— WHAT TO PRODUCE —
Pull every line containing the word "give" out of the material below.
RECORDS FOR THIS EXERCISE section start
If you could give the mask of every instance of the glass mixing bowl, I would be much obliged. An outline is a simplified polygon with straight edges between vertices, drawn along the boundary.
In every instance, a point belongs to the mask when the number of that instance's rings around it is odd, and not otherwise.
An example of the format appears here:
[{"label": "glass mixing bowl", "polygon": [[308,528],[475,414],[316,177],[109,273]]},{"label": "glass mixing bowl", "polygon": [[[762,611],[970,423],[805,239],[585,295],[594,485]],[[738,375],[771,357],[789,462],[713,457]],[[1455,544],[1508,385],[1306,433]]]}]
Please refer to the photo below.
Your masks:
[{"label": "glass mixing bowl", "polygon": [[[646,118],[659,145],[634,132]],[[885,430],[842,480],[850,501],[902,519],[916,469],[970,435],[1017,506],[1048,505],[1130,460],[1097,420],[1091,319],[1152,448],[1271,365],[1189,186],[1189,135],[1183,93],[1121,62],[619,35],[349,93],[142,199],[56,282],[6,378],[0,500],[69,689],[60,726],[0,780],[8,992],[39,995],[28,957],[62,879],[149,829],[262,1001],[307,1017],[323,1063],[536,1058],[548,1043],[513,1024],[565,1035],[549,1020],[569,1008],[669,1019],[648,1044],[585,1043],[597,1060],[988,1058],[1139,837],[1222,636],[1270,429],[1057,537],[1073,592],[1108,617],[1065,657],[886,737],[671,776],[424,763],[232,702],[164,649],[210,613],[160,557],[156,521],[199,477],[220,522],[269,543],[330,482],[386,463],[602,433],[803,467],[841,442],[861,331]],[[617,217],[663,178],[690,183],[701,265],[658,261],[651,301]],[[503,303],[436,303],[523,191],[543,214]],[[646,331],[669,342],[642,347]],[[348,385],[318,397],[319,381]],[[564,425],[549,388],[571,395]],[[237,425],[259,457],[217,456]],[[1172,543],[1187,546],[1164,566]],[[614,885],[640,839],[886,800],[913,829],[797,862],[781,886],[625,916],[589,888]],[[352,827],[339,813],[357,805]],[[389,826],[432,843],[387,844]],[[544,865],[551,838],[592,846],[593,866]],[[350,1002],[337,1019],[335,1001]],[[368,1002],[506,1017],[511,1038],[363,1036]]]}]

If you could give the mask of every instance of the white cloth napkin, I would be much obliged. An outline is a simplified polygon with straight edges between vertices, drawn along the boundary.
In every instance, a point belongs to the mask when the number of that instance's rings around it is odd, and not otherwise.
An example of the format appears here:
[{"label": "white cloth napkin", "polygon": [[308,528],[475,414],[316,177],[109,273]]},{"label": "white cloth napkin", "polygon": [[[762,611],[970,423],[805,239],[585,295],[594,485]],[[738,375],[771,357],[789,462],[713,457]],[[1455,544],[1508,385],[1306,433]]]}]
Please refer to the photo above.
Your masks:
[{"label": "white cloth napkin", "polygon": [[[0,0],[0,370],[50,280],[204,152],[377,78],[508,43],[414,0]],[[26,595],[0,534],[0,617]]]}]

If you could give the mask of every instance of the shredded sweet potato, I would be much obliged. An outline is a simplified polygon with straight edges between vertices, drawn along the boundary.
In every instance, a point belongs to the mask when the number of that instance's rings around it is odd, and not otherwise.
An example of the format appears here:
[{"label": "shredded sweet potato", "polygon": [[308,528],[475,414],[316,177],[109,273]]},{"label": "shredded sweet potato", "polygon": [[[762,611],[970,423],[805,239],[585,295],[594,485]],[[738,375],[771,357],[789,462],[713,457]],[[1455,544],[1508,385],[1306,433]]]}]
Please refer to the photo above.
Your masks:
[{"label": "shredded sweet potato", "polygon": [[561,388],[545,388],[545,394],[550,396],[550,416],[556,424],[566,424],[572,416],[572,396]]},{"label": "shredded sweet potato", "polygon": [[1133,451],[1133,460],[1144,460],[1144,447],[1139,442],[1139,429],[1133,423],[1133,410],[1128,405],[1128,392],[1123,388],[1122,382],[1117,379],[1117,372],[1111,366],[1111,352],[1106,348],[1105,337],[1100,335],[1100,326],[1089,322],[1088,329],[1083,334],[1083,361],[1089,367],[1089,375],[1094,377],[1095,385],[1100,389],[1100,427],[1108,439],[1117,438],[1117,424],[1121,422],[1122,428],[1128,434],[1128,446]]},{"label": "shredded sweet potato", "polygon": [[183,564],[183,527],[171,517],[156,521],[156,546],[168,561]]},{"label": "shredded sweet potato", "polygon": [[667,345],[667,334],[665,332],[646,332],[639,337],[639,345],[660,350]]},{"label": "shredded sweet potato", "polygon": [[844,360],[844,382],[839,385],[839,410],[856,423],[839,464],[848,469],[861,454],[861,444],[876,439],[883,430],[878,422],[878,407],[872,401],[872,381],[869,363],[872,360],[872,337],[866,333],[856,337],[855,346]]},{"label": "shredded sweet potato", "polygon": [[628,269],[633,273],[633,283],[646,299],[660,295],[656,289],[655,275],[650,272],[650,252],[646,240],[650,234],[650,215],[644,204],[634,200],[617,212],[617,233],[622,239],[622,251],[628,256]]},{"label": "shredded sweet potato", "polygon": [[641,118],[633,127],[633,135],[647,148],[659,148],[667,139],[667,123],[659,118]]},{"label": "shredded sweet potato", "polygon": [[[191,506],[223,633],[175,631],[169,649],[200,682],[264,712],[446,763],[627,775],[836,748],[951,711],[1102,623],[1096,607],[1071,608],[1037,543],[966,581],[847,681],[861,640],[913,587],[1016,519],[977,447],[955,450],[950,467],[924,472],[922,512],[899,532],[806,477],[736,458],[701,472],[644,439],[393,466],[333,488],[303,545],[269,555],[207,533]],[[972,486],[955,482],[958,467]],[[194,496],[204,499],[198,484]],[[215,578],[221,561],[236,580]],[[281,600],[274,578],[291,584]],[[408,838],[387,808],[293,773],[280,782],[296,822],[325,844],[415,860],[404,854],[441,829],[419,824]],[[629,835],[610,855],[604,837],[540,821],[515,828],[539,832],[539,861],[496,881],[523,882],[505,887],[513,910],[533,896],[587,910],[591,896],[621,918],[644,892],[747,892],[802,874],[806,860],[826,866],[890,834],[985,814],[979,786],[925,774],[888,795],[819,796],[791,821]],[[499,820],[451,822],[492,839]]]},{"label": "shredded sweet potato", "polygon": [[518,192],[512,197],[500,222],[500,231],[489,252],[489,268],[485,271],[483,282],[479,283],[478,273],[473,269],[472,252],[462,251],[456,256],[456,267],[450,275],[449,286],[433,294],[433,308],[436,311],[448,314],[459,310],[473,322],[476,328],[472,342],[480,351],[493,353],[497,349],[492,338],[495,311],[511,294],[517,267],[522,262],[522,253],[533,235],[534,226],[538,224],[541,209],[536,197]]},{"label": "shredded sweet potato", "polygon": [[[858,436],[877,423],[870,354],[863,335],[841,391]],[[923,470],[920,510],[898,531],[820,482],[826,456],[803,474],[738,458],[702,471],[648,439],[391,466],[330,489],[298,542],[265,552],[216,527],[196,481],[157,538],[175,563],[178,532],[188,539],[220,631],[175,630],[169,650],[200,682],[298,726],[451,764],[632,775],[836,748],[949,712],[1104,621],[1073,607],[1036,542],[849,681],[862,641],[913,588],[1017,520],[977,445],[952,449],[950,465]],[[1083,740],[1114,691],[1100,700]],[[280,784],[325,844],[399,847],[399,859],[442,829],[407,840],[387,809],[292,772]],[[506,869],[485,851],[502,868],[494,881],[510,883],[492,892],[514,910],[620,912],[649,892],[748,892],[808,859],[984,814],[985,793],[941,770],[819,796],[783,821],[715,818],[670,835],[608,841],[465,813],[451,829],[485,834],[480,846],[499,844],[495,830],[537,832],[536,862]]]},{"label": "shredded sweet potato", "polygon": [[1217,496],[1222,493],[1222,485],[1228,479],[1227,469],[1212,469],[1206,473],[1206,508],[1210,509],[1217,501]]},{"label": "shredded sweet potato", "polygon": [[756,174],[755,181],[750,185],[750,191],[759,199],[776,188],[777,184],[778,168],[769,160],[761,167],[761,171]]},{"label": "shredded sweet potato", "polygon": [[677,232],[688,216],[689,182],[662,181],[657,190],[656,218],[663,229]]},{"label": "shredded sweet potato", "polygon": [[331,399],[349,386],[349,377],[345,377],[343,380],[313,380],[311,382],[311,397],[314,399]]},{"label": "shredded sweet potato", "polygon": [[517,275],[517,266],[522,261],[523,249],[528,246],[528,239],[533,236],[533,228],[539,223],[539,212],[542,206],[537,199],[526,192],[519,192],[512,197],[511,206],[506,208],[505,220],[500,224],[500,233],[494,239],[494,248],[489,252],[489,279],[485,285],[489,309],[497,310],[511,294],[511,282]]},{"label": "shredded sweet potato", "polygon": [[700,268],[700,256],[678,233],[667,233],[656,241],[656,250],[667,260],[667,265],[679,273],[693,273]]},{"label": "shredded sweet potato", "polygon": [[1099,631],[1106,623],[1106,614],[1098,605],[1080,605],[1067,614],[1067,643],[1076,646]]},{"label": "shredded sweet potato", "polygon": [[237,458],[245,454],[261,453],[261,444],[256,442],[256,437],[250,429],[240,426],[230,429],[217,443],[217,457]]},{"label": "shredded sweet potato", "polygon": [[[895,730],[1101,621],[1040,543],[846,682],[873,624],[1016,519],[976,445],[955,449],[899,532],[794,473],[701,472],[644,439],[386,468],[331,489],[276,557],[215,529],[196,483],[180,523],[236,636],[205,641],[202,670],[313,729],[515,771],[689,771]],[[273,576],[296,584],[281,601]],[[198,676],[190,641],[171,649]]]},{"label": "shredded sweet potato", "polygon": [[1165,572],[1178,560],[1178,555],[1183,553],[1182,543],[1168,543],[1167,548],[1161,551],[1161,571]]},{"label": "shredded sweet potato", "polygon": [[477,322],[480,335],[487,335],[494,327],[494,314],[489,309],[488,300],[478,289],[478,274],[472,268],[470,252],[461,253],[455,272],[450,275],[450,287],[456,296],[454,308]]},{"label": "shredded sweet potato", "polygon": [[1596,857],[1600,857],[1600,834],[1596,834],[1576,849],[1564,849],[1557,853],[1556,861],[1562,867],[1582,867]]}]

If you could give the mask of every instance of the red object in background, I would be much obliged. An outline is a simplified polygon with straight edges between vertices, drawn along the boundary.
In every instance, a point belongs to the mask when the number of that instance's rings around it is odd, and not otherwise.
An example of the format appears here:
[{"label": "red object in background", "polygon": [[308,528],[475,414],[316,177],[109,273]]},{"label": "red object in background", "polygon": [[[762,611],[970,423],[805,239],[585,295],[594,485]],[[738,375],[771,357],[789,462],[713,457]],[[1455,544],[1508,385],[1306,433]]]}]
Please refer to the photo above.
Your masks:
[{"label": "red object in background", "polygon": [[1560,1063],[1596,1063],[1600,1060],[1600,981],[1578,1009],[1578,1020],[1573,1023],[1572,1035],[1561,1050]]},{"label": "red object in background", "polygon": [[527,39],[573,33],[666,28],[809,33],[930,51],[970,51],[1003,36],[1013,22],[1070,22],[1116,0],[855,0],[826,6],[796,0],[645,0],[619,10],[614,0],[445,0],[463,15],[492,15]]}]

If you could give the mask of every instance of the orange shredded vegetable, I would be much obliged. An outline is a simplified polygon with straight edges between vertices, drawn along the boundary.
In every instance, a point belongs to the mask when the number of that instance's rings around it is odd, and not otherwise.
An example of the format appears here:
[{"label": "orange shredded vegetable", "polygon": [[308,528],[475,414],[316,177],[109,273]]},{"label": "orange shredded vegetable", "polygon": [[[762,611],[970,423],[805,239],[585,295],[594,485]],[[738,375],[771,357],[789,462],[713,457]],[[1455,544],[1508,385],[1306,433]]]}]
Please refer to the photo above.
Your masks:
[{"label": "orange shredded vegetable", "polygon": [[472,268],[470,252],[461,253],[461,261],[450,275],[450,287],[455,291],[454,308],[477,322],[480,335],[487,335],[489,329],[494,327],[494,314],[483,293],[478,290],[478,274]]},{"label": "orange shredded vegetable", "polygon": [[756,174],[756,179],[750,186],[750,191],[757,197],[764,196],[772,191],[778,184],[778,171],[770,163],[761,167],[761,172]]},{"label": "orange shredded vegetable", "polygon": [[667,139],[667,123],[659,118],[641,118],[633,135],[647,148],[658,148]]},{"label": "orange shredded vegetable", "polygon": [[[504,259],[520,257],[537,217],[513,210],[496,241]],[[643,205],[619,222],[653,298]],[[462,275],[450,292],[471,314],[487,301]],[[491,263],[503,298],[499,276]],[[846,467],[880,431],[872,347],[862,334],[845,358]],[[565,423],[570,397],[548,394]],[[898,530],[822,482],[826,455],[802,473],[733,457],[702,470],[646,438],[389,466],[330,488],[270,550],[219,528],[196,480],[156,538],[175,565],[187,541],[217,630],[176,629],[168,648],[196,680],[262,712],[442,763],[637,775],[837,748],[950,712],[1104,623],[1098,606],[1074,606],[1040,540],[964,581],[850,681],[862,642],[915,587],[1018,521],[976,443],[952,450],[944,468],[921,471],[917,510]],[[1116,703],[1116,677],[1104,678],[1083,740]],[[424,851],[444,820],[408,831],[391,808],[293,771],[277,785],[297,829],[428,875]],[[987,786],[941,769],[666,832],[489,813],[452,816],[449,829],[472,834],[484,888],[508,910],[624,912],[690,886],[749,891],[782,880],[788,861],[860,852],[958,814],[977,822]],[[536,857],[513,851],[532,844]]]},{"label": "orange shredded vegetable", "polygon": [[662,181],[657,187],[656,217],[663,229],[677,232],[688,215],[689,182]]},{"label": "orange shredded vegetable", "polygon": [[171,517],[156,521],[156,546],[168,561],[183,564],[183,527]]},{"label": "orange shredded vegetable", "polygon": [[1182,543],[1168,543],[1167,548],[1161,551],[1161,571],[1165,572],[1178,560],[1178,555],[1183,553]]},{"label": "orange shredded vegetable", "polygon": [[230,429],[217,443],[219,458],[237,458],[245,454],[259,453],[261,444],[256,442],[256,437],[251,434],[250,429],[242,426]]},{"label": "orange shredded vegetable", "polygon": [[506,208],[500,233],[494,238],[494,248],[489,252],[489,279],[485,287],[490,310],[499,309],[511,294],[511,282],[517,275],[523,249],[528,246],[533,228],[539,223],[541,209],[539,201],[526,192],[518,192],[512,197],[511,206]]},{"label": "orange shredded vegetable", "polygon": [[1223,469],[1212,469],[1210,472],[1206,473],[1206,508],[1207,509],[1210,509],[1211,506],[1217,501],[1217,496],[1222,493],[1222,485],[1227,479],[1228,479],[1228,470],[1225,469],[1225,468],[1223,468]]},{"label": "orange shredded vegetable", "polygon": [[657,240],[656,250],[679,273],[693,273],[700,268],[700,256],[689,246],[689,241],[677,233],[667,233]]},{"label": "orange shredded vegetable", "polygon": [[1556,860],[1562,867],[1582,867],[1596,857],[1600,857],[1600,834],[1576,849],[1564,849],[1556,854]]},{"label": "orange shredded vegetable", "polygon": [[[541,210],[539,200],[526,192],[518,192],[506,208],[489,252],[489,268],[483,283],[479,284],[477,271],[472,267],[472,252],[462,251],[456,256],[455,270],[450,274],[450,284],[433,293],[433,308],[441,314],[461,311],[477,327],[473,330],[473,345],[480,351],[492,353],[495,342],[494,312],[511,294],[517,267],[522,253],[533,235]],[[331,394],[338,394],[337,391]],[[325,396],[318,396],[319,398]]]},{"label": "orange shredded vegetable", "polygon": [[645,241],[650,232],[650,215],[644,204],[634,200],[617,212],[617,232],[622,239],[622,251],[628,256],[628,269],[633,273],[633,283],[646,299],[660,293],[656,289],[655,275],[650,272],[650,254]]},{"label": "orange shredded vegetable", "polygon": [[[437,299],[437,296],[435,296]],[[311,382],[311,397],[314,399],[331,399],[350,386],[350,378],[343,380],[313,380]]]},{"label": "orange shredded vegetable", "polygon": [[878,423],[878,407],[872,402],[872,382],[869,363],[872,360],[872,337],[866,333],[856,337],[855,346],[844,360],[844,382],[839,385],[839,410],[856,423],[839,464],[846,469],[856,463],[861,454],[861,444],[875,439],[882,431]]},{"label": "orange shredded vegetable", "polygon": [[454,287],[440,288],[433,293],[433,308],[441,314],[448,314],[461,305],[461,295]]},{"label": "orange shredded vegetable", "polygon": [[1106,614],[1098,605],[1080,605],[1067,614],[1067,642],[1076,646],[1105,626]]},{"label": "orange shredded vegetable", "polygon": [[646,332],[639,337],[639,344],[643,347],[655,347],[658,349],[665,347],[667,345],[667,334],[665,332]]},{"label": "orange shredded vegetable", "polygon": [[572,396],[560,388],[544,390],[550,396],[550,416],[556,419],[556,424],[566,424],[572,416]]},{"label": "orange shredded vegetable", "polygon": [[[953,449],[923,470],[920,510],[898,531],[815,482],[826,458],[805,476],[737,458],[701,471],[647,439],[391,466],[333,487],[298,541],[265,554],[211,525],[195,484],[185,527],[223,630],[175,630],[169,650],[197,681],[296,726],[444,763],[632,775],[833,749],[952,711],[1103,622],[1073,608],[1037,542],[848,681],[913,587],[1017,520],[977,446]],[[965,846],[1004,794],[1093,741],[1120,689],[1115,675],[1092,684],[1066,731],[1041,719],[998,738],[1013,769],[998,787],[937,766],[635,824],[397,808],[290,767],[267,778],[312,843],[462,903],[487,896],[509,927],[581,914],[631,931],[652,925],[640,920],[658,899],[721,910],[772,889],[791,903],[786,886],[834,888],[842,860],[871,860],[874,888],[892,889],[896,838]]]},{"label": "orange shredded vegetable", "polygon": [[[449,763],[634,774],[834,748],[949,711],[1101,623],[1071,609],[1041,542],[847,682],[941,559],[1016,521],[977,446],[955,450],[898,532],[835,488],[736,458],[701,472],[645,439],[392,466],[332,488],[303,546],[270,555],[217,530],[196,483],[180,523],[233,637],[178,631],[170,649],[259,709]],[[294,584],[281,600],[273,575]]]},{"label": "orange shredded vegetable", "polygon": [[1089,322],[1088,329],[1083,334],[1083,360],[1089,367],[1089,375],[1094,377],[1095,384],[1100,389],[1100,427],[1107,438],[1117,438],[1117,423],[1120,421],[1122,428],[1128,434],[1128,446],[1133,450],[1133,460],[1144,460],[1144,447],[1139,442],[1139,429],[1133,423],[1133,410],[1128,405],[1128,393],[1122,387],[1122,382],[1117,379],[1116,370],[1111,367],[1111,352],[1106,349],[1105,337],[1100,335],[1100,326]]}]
RECORDS FOR THIS EXERCISE section end
— SOLUTION BELOW —
If you could give the mask of every instance of the glass mixing bowl, I would be much obliged. An outline is a simplified polygon with straight edges between vertices, drawn along the boundary.
If you could give the mask of every instance of the white cloth napkin, I would be much obliged. An outline is a simplified polygon with straight edges between vertices, drawn along the boundary.
If you could give the mask of every instance of the shredded sweet potato, I would be much obliged. An outline is a simplified polygon with straight edges between vertices, drawn along the boundary.
If you could give the mask of every instance of the red object in background, I would be much obliged. An outline is a simplified polygon with straight edges between vertices, drawn along the boundary.
If you could give the mask of every instance of the orange shredded vegetable, I would be much obliged. An outline is a simplified polygon with straight edges between vertices, drawn along the boundary.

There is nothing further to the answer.